Given task
Convert the records into a JSON list of strings with one string per line and no blank lines. Start at the line containing "If you could indicate the rear wheel" and continue through the line containing "point(138, 174)", including both of those lines.

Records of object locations
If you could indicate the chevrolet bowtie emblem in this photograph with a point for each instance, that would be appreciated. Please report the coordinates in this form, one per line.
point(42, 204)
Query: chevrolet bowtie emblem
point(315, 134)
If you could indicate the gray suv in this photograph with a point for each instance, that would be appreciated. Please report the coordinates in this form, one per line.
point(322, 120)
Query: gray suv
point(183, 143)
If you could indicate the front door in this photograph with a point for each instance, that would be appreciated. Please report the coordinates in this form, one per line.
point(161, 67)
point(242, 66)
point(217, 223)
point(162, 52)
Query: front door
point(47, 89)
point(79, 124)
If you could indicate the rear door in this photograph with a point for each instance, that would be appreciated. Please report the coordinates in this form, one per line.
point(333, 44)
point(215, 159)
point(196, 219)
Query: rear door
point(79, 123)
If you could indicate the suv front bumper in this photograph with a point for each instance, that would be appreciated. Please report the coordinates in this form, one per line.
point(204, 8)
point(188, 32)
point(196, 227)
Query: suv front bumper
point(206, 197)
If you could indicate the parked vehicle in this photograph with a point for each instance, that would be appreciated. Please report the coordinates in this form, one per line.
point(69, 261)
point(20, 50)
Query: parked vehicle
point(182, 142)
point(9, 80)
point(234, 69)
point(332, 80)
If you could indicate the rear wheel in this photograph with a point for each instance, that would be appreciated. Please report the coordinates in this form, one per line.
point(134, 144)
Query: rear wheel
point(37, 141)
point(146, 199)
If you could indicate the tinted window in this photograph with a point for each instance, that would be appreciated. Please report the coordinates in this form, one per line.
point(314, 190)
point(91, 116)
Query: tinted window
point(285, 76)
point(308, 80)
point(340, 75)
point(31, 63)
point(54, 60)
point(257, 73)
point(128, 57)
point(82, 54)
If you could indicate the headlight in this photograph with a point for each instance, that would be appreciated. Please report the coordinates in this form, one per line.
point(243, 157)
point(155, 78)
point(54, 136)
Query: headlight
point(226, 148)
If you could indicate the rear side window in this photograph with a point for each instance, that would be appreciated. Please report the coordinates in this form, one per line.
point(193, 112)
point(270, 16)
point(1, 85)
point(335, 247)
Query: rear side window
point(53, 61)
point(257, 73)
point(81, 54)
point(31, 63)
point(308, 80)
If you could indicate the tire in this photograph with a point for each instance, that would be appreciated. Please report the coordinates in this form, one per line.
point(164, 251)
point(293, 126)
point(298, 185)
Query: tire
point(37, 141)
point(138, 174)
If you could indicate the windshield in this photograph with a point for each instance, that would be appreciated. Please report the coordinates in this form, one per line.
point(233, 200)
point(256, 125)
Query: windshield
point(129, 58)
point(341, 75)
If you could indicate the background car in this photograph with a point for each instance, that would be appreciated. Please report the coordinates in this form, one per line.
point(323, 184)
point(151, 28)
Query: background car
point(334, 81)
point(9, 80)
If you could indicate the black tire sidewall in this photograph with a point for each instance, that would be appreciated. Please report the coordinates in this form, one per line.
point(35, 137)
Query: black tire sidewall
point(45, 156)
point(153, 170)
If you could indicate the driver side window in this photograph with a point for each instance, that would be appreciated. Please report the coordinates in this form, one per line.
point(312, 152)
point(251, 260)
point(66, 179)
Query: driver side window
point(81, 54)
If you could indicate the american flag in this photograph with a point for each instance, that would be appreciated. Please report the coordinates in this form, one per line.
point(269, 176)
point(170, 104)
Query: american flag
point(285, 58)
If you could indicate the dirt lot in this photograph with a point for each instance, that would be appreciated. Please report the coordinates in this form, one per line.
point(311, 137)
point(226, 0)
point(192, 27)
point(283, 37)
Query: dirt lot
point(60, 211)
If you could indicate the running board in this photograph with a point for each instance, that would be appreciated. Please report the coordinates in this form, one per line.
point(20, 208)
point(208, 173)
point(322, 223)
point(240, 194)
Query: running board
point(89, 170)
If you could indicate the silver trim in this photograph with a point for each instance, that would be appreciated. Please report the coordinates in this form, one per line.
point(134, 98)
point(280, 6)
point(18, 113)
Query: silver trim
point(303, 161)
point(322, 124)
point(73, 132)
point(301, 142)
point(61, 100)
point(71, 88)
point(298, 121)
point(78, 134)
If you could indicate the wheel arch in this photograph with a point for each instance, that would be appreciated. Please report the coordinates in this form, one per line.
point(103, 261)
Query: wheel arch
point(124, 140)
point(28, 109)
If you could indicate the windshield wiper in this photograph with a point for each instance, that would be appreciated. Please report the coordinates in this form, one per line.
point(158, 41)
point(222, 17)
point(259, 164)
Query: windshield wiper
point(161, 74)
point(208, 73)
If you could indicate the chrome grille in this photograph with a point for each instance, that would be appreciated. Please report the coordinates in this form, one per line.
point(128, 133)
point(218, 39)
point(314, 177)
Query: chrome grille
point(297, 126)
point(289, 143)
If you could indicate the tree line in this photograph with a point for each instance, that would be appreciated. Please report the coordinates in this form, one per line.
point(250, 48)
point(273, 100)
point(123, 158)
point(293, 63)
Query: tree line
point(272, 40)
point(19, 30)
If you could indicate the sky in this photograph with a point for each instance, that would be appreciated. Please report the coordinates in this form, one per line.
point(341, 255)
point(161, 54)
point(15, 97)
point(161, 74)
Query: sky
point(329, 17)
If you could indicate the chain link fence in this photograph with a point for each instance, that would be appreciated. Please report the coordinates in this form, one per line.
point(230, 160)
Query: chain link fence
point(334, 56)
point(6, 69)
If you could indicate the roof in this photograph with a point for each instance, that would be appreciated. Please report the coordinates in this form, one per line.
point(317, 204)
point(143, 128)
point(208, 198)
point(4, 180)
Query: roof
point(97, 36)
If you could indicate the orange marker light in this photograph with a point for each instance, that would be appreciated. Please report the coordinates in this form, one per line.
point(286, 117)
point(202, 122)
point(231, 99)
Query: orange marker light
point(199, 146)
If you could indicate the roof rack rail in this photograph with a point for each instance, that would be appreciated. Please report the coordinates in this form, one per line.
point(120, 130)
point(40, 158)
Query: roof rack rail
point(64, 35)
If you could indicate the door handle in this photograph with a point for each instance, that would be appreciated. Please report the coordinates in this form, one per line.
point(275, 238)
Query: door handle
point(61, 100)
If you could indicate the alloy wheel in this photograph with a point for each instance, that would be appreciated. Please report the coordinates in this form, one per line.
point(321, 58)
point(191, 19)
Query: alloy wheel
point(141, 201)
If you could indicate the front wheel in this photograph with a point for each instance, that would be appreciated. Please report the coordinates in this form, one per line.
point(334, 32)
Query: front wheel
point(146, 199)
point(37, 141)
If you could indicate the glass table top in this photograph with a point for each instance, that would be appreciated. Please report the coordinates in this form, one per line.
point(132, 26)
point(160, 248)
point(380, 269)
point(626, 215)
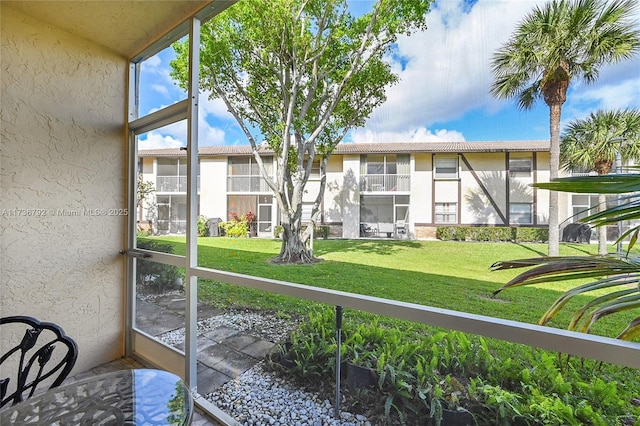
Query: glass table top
point(129, 397)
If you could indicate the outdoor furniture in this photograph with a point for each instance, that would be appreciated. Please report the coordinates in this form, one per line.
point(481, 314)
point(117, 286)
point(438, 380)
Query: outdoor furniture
point(366, 230)
point(38, 354)
point(400, 229)
point(126, 397)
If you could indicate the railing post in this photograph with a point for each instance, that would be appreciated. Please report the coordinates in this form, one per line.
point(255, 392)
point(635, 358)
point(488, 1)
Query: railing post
point(338, 361)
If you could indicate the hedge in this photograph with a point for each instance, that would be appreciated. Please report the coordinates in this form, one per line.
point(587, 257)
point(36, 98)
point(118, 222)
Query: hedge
point(492, 233)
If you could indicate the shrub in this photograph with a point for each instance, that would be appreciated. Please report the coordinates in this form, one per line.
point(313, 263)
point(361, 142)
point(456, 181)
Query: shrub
point(531, 234)
point(445, 233)
point(322, 231)
point(203, 230)
point(235, 229)
point(492, 233)
point(422, 373)
point(238, 226)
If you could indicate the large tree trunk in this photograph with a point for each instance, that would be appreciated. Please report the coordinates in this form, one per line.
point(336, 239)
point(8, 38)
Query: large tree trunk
point(294, 247)
point(554, 89)
point(554, 166)
point(602, 231)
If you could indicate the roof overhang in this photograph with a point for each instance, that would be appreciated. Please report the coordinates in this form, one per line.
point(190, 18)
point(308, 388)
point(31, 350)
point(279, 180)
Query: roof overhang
point(124, 26)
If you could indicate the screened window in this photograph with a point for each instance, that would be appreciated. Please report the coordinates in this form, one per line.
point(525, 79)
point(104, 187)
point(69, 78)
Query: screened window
point(521, 213)
point(388, 172)
point(446, 213)
point(244, 174)
point(520, 167)
point(446, 167)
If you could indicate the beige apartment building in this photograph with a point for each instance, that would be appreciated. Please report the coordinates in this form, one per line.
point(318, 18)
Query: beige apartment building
point(392, 190)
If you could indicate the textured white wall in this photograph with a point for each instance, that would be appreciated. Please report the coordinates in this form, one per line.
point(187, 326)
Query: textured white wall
point(63, 153)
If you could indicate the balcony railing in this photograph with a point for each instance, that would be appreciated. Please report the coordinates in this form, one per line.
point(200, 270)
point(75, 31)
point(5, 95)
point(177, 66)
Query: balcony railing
point(246, 184)
point(563, 341)
point(173, 183)
point(385, 183)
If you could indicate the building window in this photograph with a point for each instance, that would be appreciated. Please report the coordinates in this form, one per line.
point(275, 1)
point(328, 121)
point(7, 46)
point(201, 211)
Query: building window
point(521, 213)
point(389, 172)
point(446, 167)
point(244, 174)
point(583, 205)
point(520, 167)
point(446, 213)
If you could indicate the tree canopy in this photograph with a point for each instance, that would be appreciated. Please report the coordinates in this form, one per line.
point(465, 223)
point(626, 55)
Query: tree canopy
point(297, 75)
point(558, 43)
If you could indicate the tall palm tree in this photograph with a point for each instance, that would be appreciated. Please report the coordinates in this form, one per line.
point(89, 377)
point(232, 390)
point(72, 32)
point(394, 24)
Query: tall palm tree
point(617, 276)
point(560, 42)
point(590, 144)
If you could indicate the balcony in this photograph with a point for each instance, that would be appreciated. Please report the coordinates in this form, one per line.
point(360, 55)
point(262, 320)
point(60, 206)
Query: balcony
point(173, 184)
point(246, 184)
point(385, 183)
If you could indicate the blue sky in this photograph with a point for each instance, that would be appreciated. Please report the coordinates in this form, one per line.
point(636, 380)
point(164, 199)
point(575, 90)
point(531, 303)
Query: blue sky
point(443, 93)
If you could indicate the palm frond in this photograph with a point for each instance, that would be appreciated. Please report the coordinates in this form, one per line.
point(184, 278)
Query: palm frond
point(631, 332)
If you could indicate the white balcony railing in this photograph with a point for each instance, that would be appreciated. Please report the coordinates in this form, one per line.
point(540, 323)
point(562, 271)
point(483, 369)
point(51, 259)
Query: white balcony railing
point(567, 342)
point(246, 184)
point(385, 183)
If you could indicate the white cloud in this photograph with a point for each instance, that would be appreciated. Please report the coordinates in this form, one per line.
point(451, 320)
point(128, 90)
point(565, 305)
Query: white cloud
point(420, 134)
point(448, 72)
point(156, 140)
point(163, 90)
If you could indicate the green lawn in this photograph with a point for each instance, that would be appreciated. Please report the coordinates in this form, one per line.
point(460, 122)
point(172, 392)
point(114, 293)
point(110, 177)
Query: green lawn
point(451, 275)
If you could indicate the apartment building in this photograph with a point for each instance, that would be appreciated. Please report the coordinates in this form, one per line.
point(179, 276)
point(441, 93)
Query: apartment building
point(392, 190)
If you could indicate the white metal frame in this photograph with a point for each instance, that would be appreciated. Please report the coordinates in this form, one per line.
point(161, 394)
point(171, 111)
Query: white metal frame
point(577, 344)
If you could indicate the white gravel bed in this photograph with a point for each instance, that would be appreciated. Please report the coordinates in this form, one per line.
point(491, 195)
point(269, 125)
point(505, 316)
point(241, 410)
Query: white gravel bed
point(265, 325)
point(258, 397)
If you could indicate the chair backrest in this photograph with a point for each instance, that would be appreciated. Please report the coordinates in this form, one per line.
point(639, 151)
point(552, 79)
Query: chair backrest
point(38, 354)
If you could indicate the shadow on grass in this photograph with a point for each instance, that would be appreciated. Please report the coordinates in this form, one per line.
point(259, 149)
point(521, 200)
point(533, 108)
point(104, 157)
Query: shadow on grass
point(578, 247)
point(538, 252)
point(380, 247)
point(466, 294)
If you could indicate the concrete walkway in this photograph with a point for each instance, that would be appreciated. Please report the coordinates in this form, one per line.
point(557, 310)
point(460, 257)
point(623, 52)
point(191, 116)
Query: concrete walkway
point(223, 352)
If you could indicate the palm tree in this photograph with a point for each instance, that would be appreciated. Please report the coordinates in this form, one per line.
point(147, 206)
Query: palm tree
point(616, 275)
point(561, 42)
point(589, 144)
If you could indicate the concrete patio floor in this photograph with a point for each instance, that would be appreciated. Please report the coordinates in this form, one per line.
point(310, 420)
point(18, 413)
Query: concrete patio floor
point(223, 352)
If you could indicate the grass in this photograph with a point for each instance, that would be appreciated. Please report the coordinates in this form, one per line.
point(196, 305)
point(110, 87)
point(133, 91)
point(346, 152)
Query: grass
point(450, 275)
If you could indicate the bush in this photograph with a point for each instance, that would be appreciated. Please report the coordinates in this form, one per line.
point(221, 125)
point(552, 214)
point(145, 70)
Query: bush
point(445, 233)
point(531, 234)
point(492, 233)
point(239, 226)
point(203, 229)
point(422, 373)
point(322, 231)
point(236, 229)
point(153, 276)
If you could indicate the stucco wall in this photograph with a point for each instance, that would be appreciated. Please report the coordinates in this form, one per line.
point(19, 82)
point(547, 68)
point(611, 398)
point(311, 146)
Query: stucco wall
point(63, 156)
point(213, 187)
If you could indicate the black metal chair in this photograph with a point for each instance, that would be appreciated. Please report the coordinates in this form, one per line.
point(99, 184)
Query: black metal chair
point(39, 354)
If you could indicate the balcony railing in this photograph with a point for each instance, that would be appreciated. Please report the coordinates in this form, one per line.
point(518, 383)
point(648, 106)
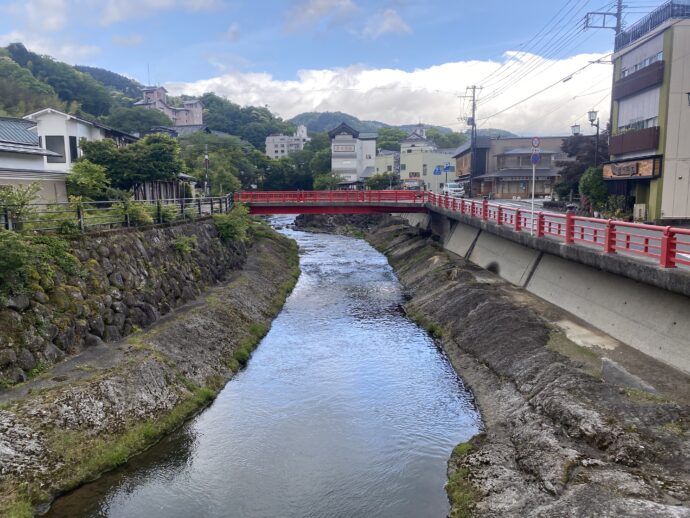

Solution to the exercise
[
  "If you could indicate the rear wheel in this photograph with a point for each instance, that would be appreciated. Please report the coordinates in this form, one per line.",
  "point(134, 144)",
  "Query: rear wheel",
  "point(37, 141)",
  "point(146, 199)",
  "If you could indicate the tinted window in this photograph with a point for each instance, that would be appreciated. Please report the coordinates in this form, one per line.",
  "point(314, 190)",
  "point(91, 116)",
  "Query: tinted window",
  "point(285, 76)",
  "point(308, 80)",
  "point(340, 75)",
  "point(31, 63)",
  "point(54, 60)",
  "point(257, 73)",
  "point(128, 57)",
  "point(82, 54)",
  "If you could indicate the headlight in this photograph with a point for each instance, that would be appreciated. Please report the coordinates in this form, one per line.",
  "point(243, 157)",
  "point(155, 78)",
  "point(54, 136)",
  "Query: headlight",
  "point(226, 148)",
  "If you could indicate the rear side window in this photograph with a point for each instance, that would be appreciated. Please report the coordinates in this form, one per line.",
  "point(193, 112)",
  "point(270, 16)",
  "point(1, 85)",
  "point(335, 247)",
  "Query: rear side window",
  "point(53, 61)",
  "point(257, 73)",
  "point(81, 54)",
  "point(31, 63)",
  "point(308, 80)",
  "If you could indicate the tire in this photograph with a point for each instance, that would be appreciated. Please report the coordinates in this form, one per line.",
  "point(164, 251)",
  "point(293, 126)",
  "point(298, 185)",
  "Query: tire",
  "point(37, 141)",
  "point(138, 174)"
]